*** Data extracts ***
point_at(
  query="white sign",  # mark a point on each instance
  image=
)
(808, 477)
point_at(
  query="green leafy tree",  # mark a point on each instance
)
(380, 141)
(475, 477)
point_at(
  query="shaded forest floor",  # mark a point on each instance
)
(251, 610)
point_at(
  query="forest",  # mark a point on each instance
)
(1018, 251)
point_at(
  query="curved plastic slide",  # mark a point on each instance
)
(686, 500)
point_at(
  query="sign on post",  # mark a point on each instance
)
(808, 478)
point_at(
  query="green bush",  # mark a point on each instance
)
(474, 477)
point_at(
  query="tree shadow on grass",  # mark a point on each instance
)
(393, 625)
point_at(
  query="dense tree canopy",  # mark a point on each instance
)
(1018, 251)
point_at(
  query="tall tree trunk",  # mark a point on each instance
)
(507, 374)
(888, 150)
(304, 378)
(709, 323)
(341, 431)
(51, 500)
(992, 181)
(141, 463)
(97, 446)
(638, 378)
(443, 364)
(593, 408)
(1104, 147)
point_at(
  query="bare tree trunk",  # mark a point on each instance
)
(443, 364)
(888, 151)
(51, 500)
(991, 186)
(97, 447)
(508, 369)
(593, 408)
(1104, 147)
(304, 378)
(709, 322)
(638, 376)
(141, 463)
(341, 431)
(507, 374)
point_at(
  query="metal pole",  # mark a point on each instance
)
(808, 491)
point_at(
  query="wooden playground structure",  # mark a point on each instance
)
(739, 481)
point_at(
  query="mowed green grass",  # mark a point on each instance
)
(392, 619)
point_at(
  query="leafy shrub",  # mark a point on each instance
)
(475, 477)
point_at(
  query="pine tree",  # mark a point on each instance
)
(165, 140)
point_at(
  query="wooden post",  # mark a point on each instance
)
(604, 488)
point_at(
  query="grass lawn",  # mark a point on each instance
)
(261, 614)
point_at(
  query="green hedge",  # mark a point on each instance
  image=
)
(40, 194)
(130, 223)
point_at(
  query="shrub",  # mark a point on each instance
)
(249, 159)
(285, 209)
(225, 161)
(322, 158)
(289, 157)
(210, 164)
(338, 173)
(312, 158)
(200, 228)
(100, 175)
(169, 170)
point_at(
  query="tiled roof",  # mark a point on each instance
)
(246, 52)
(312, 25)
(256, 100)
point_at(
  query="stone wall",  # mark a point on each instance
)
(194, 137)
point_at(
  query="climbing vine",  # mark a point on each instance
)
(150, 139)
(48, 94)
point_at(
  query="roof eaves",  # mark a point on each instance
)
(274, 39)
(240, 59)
*** End of Data extracts ***
**What is expected:** Leaving every word in place, output the whole listing above.

**Exercise answer:**
point_at(
  query="white sign",  # mark a point on each instance
  image=
)
(808, 477)
point_at(
  query="green leafy tree",  # mark a point on each instance
)
(380, 141)
(475, 477)
point_at(
  query="shaded forest floor",  # mark a point on each instance
)
(251, 610)
point_at(
  query="forest",  # mark a point on each instance
)
(1018, 251)
point_at(
  query="curved plastic slide",  # mark a point on each instance
)
(686, 500)
point_at(
  query="sign on post",  # mark a point on each instance
)
(808, 478)
point_at(
  query="green bush",  # mark a point on each instance
)
(474, 477)
point_at(
  query="tree shadow on grass",  # mark a point on each instance
)
(393, 625)
point_at(
  query="dense tree canopy",  # mark a point on each instance
)
(1018, 251)
point_at(
  query="tall tree trunk",  # mark a point on each instance
)
(507, 374)
(888, 150)
(304, 378)
(709, 323)
(341, 431)
(51, 500)
(992, 181)
(141, 463)
(97, 446)
(638, 378)
(443, 364)
(593, 408)
(1104, 147)
point_at(
  query="bare tree trunk",  # mark a point on each instance
)
(443, 364)
(888, 151)
(51, 500)
(991, 186)
(97, 447)
(508, 369)
(593, 408)
(1104, 147)
(304, 378)
(709, 322)
(638, 376)
(141, 463)
(341, 431)
(507, 374)
point_at(
  query="metal pole",  # mark a point on each instance
)
(808, 491)
point_at(
  query="wooden playground structure",  # mark a point on each instance
)
(739, 481)
point_at(
  query="mowed green grass",  # mark a point on each instance
)
(392, 619)
point_at(
  query="leafy shrub",  # mark a point on each instance
)
(475, 477)
point_at(
  query="pine tree",  # mark a point on each instance
)
(165, 140)
point_at(
  query="wooden post",  # mark a point on each instance
)
(604, 488)
point_at(
  query="grass lawn",  # mark a point on each instance
)
(261, 614)
point_at(
  query="green hedge",  # mark a point on each instance
  image=
)
(40, 194)
(130, 223)
point_at(
  query="shrub",  # mark a point on each instance
)
(249, 159)
(285, 209)
(225, 161)
(322, 158)
(289, 157)
(210, 164)
(338, 173)
(312, 158)
(200, 228)
(100, 175)
(169, 170)
point_at(
  query="tiled roof",  # mark a point on each instance
)
(246, 52)
(312, 25)
(256, 100)
point_at(
  query="stone wall",  # mark a point on each instance
)
(194, 137)
point_at(
  query="climbing vine",  # mark a point on each instance
)
(150, 139)
(48, 94)
point_at(
  query="roof eaves",  # mark a point on each instance
)
(274, 39)
(240, 59)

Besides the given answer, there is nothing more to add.